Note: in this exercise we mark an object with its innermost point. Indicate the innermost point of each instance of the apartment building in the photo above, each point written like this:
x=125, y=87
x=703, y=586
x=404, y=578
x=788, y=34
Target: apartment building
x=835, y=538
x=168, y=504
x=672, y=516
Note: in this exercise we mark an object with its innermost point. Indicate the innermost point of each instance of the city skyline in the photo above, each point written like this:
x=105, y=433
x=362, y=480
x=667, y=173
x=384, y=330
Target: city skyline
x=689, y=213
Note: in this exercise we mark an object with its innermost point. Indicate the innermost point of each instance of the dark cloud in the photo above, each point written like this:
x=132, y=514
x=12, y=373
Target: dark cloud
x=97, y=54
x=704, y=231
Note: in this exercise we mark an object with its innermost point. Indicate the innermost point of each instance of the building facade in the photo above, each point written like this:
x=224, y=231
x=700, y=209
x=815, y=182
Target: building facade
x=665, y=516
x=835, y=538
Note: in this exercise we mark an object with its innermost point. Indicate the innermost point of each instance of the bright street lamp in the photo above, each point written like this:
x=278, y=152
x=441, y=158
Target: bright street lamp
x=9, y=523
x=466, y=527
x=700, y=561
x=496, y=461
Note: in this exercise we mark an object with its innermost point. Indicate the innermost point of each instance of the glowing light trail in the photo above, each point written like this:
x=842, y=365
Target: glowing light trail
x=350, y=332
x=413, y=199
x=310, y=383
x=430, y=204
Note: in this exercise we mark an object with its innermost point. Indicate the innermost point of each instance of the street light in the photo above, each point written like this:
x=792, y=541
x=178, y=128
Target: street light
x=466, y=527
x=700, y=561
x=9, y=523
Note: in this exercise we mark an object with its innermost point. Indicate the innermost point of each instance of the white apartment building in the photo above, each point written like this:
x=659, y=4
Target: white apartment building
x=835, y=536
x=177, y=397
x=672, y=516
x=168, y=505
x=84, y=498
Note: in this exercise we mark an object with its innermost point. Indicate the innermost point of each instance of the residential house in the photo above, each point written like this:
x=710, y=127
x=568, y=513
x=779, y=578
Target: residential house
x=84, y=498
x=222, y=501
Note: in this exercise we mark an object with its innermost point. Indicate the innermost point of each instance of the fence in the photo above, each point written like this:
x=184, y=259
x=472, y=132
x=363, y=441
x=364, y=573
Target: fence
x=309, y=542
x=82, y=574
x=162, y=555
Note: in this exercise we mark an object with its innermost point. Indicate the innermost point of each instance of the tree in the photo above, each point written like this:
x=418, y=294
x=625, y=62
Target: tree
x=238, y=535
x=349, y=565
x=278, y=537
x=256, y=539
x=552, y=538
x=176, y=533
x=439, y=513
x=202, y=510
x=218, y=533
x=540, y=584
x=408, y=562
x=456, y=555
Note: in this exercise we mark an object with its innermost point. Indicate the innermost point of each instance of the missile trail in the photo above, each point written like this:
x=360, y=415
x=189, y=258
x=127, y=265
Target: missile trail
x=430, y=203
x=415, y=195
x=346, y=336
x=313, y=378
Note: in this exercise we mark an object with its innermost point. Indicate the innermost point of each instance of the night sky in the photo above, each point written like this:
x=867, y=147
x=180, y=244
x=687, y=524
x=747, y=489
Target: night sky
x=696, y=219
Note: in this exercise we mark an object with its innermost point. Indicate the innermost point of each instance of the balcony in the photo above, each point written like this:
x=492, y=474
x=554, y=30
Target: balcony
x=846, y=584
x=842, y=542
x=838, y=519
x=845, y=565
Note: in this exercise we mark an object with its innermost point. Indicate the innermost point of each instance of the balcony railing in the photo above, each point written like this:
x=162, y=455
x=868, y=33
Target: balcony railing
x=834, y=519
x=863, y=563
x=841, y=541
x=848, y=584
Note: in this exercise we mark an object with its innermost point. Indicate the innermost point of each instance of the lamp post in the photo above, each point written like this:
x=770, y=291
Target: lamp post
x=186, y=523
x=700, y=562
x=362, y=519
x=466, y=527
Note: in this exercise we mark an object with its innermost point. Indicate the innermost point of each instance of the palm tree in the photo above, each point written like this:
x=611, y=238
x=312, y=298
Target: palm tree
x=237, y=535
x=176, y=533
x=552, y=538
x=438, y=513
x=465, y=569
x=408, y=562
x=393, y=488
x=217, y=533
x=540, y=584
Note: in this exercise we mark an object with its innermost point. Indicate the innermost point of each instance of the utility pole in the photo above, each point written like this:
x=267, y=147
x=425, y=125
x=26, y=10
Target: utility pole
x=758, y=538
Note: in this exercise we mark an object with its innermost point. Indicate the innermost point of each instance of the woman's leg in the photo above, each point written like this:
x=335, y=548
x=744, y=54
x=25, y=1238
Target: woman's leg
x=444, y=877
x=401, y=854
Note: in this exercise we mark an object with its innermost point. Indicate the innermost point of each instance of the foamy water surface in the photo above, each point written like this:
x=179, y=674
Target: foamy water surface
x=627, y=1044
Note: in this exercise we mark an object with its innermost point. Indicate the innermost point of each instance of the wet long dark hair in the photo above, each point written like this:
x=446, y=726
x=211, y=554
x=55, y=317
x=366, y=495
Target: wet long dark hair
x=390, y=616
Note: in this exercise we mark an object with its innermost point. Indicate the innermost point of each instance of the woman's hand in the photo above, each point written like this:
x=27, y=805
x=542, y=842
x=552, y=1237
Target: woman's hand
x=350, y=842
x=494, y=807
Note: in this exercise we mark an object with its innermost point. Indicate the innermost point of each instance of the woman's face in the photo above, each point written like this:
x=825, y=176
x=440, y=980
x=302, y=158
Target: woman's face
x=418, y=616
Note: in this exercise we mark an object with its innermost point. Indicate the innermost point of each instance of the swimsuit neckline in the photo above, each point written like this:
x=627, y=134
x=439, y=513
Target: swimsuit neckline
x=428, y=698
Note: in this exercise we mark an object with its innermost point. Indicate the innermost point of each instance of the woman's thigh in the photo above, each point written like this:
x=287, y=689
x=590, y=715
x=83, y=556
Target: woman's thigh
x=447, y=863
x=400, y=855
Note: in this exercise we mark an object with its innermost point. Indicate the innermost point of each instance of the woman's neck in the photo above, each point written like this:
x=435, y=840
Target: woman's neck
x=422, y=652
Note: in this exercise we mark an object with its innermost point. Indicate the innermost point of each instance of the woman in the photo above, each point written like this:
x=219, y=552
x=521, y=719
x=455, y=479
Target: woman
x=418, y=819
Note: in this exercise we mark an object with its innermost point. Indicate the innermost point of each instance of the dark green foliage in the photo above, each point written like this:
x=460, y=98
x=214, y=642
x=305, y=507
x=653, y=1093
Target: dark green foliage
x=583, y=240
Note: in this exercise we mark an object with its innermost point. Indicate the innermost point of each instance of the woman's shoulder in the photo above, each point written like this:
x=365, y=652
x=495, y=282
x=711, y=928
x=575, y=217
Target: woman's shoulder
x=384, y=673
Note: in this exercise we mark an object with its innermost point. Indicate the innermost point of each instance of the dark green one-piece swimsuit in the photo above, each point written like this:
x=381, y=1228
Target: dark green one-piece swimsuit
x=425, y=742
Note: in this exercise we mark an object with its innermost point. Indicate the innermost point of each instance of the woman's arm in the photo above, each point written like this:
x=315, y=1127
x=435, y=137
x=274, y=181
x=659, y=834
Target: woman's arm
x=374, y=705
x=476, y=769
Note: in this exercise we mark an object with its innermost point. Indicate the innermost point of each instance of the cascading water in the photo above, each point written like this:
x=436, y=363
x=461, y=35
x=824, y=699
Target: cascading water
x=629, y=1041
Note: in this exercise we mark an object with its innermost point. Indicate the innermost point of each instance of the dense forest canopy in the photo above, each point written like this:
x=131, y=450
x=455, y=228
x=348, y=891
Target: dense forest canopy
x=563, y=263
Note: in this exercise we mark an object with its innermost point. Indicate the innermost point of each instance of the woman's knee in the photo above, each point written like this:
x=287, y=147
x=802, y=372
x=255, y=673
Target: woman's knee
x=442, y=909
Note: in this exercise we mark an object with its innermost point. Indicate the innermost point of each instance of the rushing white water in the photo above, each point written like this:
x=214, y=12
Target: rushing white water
___
Rewrite the material from its beginning through the line holding "x=689, y=213", inclusive, requests and all. Multiply each answer coordinate by 1.3 and round to whole numbers with halves going up, but leave the numbers in the requests and their sample points unchanged.

__Exercise solution__.
Note: in this exercise we mark an object with its innermost point. Indicate the innermost point of each instance of the apartment building in the photo above, each point written like this:
x=125, y=87
x=703, y=586
x=404, y=578
x=788, y=34
Target: apartment building
x=1086, y=699
x=218, y=655
x=874, y=671
Note: in this exercise we mark an object with its innermost point. Indicate the innermost point of each instance of the city skyline in the photo above, each point written like this:
x=105, y=433
x=362, y=480
x=667, y=173
x=384, y=330
Target: city skyline
x=896, y=277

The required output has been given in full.